OTHER OPERATING EXPENSES. Other operating expenses for the
third quarter of 2000 decreased $179,000, or 2%, from the same
period in 1999, primarily due to certain one-time expenses
associated with acquisitions during the third quarter of 1999.
Other operating expenses decreased $178,000, or less than 1%, for
the nine months ended September 30, 2000, compared with the same
period in 1999, primarily due to the previously mentioned one-
time expenses. Other operating expenses as a percentage of total
revenue decreased to 15% in the third quarter of 2000, compared
with 17% in the same period in 1999, and decreased to 16% for the
nine months ended September 30, 3000, compared with 17% in the
same period in 1999.
DEPRECIATION. Depreciation increased $87,000, or 8%, and
$217,000, or 7%, for the three- and nine-month periods ended
September 30, 2000, respectively, over the same periods in 1999,
primarily due to higher fixed asset balances from acquisitions.
AMORTIZATION. Amortization increased $206,000, or 11%, and
$683,000, or 12%, for the three- and nine-month periods ended
September 30, 2000, respectively, over the same periods in 1999,
primarily due to increased amortization from acquisitions.
INTEREST. Interest decreased $60,000, or 35%, for the third
quarter of 2000 from the same period in 1999. Interest decreased
$153,000, or 27%, for the nine months ended September 30, 2000
compared with the same
<PAGE 11>
period in 1999, primarily due to fluctuations in the amount outstanding
under the Company's line of credit and payoffs of acquisition-related debt.

▸ **Stored data**:

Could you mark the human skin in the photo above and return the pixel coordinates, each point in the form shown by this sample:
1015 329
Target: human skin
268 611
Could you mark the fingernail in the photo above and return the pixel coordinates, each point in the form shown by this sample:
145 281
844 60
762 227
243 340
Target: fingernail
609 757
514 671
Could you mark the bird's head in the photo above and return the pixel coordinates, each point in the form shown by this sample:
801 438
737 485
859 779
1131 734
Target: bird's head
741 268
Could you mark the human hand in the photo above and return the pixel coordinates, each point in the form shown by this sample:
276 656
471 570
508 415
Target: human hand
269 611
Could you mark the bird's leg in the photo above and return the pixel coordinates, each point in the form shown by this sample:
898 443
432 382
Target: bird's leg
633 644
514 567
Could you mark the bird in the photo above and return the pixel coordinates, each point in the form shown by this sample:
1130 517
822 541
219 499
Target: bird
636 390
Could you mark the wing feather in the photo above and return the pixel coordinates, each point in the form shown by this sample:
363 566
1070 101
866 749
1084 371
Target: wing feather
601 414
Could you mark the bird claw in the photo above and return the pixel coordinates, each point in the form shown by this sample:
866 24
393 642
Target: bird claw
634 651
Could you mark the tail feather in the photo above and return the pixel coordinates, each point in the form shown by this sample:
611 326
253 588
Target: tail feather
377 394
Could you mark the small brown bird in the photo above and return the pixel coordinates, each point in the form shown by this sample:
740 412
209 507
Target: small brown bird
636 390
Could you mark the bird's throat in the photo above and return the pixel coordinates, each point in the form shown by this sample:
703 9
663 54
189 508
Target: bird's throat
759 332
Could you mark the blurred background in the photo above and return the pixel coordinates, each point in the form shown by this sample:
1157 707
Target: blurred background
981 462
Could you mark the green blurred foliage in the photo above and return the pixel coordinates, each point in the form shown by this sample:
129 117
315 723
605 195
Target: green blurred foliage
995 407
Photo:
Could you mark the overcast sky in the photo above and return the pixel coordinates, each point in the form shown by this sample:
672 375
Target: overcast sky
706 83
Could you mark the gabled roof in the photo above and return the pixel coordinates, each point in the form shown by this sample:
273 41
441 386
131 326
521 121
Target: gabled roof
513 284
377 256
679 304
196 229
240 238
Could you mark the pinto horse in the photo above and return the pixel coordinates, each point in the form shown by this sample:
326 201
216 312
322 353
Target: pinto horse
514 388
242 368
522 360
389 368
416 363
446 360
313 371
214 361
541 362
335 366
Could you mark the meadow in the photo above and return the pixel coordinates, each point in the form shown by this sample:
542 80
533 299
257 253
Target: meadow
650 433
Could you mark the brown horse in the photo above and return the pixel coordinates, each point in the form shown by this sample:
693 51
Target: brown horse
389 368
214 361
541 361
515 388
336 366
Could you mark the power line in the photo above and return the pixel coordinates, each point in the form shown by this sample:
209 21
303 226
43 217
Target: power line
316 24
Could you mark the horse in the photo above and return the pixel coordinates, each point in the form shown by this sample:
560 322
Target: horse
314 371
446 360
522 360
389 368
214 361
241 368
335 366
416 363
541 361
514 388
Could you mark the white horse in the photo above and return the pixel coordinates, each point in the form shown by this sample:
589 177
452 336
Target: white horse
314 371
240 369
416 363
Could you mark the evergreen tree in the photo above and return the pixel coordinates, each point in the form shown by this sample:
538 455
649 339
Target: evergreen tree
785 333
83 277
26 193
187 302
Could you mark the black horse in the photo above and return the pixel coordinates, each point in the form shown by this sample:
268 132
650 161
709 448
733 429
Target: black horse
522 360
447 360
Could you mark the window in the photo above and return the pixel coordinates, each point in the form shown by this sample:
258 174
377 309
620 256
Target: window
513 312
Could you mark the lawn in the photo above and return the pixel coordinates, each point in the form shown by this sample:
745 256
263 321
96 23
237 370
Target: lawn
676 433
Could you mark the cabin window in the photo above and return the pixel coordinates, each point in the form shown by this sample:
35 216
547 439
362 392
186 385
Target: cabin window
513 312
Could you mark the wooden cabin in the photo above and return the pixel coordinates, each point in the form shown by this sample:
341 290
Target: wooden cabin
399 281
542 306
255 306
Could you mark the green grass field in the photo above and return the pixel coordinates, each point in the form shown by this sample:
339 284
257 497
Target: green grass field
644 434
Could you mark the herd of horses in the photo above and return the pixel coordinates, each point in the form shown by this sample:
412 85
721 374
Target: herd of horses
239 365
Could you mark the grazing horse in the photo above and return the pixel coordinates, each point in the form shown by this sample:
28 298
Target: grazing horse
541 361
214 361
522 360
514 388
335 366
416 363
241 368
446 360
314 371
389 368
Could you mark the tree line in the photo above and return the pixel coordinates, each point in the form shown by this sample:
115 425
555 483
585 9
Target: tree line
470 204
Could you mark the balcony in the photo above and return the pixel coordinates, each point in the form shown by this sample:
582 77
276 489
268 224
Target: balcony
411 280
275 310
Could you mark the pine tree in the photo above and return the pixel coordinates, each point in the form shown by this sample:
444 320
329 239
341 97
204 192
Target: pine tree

▸ **Tasks**:
1) Quote the part of the expense discussion that begins at "DEPRECIATION. Depreciation increased" and stops after "amortization from acquisitions.".
2) In the expense discussion, by how much did amortization increase for the three months ended September 30, 2000?
3) Carry the expense discussion forward from its final sentence.

▸ **Answers for the tasks**:
1)
DEPRECIATION. Depreciation increased $87,000, or 8%, and
$217,000, or 7%, for the three- and nine-month periods ended
September 30, 2000, respectively, over the same periods in 1999,
primarily due to higher fixed asset balances from acquisitions.
AMORTIZATION. Amortization increased $206,000, or 11%, and
$683,000, or 12%, for the three- and nine-month periods ended
September 30, 2000, respectively, over the same periods in 1999,
primarily due to increased amortization from acquisitions.

2) $206,000, or 11%

3)
PROPOSED ACQUISITION
On September 11, 2000 the Company signed a definitive
agreement to acquire the insurance-related operations and assets
of Riedman Corporation ("Riedman"), subject to the completion of
due diligence and certain other customary conditions. Riedman
operates more than 60 offices in 13 states, principally where the
Company does not currently have an office location. During 1999,
Riedman reported insurance-related revenues of $51.1 million.
This amount equals approximately 29% of the Company's 1999
revenues. The cash purchase price will be approximately 1.55
times Riedman's revenues for year 2000, less the assumption by
the Company of certain Riedman debt related to its prior
acquisitions. This acquisition is expected to be effective
January 1, 2001 and will be accounted for using the purchase
method of accounting. However, the Company cannot assure that it
will consummate or, if consummated, it can successfully integrate
Riedman's operations and management. Further, as with all
acquisitions, the proposed Riedman acquisition involves certain
risks which could have a material adverse effect on the Company,
such as: potential liabilities of Riedman; the incurrence of
additional debt, as discussed below; the financial impact of
amortizing goodwill and other intangible assets; the diversion of
management's attention to the assimilation of Riedman's business;
the risk that the acquired business will fail to maintain the
quality of services the Company has historically provided; the
need to implement financial and other systems, incur other
capital expenditures, and add management resources; the risk that
key Riedman employees may leave after the acquisition and attempt
to divert business away from the Company; and unforeseen
difficulties in the acquired operations.
LIQUIDITY AND CAPITAL RESOURCES
The Company's cash and cash equivalents of $48,370,000 at
September 30, 2000 increased by $9,364,000 from $39,006,000 at
December 31, 1999, a 24% increase. From both this amount and
existing cash balances, $15,314,000 was used to acquire
businesses, $5,392,000 was used for payments of dividends,
$3,920,000 was used for payments on long-term debt, and
$3,159,000 was used for additions to fixed assets. The current
ratio at September 30, 2000 was 1.02, compared with 0.94 as of
December 31, 1999.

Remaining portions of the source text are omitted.